- Try it -
Retype each entry exactly as written, and keep the pictures out of the copy.

Segment Start: Exercise data

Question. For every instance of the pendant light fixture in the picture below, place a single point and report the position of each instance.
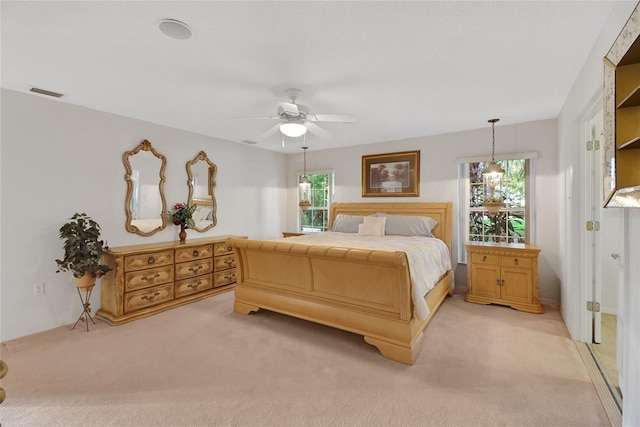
(304, 186)
(492, 178)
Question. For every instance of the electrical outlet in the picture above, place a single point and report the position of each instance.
(38, 289)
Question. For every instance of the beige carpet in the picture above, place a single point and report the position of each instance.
(203, 365)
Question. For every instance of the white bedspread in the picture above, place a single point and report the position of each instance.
(429, 258)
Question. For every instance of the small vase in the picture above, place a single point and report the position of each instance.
(182, 234)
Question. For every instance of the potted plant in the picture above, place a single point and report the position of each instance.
(82, 250)
(182, 215)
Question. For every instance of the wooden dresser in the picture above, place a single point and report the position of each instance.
(150, 278)
(505, 274)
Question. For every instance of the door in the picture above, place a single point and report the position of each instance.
(602, 251)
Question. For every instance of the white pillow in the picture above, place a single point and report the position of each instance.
(347, 223)
(408, 225)
(372, 226)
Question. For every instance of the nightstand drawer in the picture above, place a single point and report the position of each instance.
(514, 261)
(485, 259)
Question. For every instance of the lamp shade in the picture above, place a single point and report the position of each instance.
(304, 185)
(492, 180)
(293, 129)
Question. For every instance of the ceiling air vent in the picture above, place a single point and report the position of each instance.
(46, 92)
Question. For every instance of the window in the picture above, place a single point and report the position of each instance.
(508, 225)
(513, 224)
(316, 217)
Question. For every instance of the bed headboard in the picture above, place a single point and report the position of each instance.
(440, 211)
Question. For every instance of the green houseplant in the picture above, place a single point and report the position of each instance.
(82, 250)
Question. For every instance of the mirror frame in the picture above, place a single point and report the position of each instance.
(145, 145)
(213, 170)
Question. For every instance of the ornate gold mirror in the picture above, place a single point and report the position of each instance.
(145, 205)
(201, 179)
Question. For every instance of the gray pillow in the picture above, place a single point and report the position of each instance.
(347, 223)
(408, 225)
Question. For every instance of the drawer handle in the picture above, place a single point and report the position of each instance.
(150, 298)
(151, 278)
(194, 285)
(195, 269)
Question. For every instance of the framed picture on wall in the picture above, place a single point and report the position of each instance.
(391, 175)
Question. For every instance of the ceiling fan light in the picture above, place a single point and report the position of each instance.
(293, 129)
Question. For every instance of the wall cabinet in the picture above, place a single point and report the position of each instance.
(622, 117)
(150, 278)
(505, 274)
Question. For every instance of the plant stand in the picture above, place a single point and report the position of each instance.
(86, 312)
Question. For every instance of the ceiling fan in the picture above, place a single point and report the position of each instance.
(296, 119)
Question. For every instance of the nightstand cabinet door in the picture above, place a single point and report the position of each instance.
(486, 280)
(517, 285)
(505, 274)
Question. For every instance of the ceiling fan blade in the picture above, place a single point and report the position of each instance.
(273, 129)
(316, 130)
(255, 117)
(343, 118)
(289, 108)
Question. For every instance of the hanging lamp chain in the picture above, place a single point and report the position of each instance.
(493, 138)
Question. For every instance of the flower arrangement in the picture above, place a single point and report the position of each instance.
(181, 214)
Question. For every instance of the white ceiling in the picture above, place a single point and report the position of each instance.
(405, 69)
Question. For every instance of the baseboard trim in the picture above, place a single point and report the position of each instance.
(602, 388)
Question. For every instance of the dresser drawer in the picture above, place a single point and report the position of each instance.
(195, 268)
(224, 262)
(516, 261)
(224, 277)
(138, 300)
(150, 277)
(193, 253)
(148, 260)
(485, 259)
(221, 248)
(194, 285)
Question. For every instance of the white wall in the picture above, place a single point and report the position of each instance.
(58, 159)
(573, 295)
(439, 179)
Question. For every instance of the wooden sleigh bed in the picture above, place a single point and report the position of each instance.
(367, 292)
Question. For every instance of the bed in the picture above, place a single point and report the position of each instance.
(364, 291)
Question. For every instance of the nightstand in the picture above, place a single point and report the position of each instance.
(501, 273)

Segment End: Exercise data

- Written answer -
Question. For every instance of the pendant light fixture in the picture below, place a single point and report the position of each instance.
(304, 186)
(492, 178)
Question. For every instance of the electrical outlet in the picture above, place a single point and report the position of each instance.
(38, 289)
Question. For every instance of the beige carpet in the picture above, place a single point and report the position of each instance.
(203, 365)
Question. For every instance of the white bedspread in the picture above, place a single point and report the position of each instance.
(429, 258)
Question. For every instance of the small vase in the picture above, place a single point and report the position of each instance.
(182, 234)
Question. For every instance of the potted plant in the picture above, place a single point and report the position of each instance.
(82, 250)
(182, 215)
Question. For every instance of the wooden dresser in the picture above, place a single point and report the position of each instance.
(150, 278)
(505, 274)
Question. For every instance of the door in the picture above, place a single point and report the position of each instance.
(602, 251)
Question. For every instance of the white pillow in the picture above, place a single point and report the position of each instance.
(347, 223)
(408, 225)
(372, 226)
Question. For every instance of the nightstand drawer in the picture above, place a single point and report the position of each instance.
(514, 261)
(485, 259)
Question. For every instance of the lamp shade in the picture above, place a single point and report the position of each instance.
(304, 185)
(492, 180)
(293, 129)
Question. For every instance of the ceiling air vent in the picture above, place a single point and report the position of each instance.
(46, 92)
Question. For every instance of the window in the picture above, place a single point and report the position of each instance.
(508, 225)
(513, 224)
(316, 217)
Question. For every instance of the bed headboard in the picture above, place a single point and report the position of each instance.
(440, 211)
Question. For every instance of the green houseplant in the picture above, place a single point and report the position of each instance.
(82, 250)
Question. For every instance of the mirror frame in the picture above, place a single point and report the position of each instance.
(145, 145)
(213, 170)
Question. For every instance of the ornate gold mirror in the picture above, place a single point and report the position of each instance.
(145, 205)
(201, 179)
Question. For every instance of the gray pillow in the picture above, place a single point and report the position of each instance.
(347, 223)
(408, 225)
Question. For every instance of the drawer handle in the picture above, place a single point and report the position of each instance.
(150, 298)
(151, 278)
(194, 285)
(195, 269)
Question. For every instance of the framed picture on wall in the picture above, place a single point and report the position of each instance.
(391, 175)
Question. For every instance of the ceiling fan light in the picture above, place a single point and report the position of each instance.
(293, 129)
Question. For every instance of the wall cabinet in the picture above, place a single point and report the position of each instance.
(622, 117)
(150, 278)
(505, 274)
Question. For every instance of the plant stand in the picture above, place a single point and report the position of each instance.
(86, 312)
Question. For every instance of the ceiling fan in the picture above, place a single point and report the position of each instance.
(296, 119)
Question. For every instance of the nightstand cabinet door in the picture above, place a single point and report the position of each instance.
(486, 280)
(517, 285)
(505, 274)
Question. For every instance of the ceiling fan blade in the picture above, place a single point and report the position of each instance.
(273, 129)
(316, 130)
(255, 117)
(343, 118)
(289, 108)
Question. For every instance of the hanging lamp chain in the picture above, place a single point and report the position of each instance.
(493, 138)
Question. For every instance of the flower arrangement in the picture above, place a single point and report the position of each instance.
(181, 214)
Question. For every instance of the white ceiling in the picture above, place a single point and report the position of each instance.
(405, 69)
Question. For every instance of the baseboard trim in the picture above, place a single point and report the position of each instance.
(602, 388)
Question. For every instance of the dresser drawer in the picture above, place a single point and report the position of each instance.
(195, 268)
(224, 262)
(516, 261)
(224, 277)
(138, 300)
(150, 277)
(193, 253)
(148, 260)
(485, 259)
(221, 248)
(194, 285)
Question. For every instance of the white wall in the picture above, place a single point and report the position of each instance.
(58, 159)
(573, 295)
(439, 179)
Question. For every instance of the wooden sleigh bed in the picture above, place a single point and report the position of each instance.
(367, 292)
Question. For every instance of the bed in the picture above, place a single point and report the position of each instance.
(364, 291)
Question. For every instance of the nightstand in the picture above, place a single point and report the position of each instance.
(501, 273)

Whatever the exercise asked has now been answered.